## PROBLEM STATEMENT
Find the line containing "of the angular". Retype it and every line after it through the end of the entries, exactly as written, with nothing added.

Records contained in a dataset
▽
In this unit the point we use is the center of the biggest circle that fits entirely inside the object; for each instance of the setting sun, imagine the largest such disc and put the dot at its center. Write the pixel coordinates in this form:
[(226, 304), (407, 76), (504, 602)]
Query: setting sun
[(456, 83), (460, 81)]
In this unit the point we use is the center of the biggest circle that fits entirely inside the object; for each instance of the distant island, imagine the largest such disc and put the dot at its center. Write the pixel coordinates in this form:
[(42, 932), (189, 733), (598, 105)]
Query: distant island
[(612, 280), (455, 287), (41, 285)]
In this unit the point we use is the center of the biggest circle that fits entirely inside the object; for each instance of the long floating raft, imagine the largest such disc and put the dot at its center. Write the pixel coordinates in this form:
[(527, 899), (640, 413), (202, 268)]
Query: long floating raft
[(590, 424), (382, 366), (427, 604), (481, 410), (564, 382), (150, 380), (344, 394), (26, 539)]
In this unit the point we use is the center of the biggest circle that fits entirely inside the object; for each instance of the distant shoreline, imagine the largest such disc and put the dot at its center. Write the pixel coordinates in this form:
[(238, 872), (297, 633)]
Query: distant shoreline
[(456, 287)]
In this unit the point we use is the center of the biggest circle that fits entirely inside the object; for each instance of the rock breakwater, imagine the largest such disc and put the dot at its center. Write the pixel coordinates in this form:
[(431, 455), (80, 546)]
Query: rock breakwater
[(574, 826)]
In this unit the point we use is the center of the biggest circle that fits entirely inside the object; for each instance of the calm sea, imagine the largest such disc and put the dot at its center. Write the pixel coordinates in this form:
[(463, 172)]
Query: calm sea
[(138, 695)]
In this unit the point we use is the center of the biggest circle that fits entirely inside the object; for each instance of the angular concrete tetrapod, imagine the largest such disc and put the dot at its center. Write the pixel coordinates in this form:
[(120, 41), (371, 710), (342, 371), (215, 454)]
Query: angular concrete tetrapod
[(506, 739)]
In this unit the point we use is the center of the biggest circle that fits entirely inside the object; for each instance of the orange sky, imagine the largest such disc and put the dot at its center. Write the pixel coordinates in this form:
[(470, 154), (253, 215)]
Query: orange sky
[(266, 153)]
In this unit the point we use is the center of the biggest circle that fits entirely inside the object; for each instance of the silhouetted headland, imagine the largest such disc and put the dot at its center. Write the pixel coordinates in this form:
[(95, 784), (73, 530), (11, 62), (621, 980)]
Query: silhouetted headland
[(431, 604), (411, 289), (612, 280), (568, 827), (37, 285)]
△
## FINAL ANSWER
In this unit the point we use is the center of the biggest circle that fits entirely inside the object; for each instance of the angular concrete tetrapod, imagine the largest such disc and put the dot at its center. Write the pixel coordinates in this form:
[(120, 41), (371, 710), (342, 371), (215, 454)]
Query: angular concrete tetrapod
[(506, 739)]
In this unit the point we use is the center of the biggest circle that fits entirely inside the object; for each instance of the orange sky, imagine the largest such disc and put the dot at its center. Write the pixel coordinates in this form:
[(470, 154), (253, 215)]
Query: orange sky
[(266, 153)]
In this unit the point we use is the center of the biggest circle that fits entirely inside the object; for each instance of the silhouetted headland, imagine the largest such disc and put the dot at its center. Write the pixel coordinates in this form:
[(95, 784), (73, 530), (11, 62), (621, 980)]
Query: silhouetted headland
[(431, 604), (411, 289), (612, 280), (568, 827), (37, 285)]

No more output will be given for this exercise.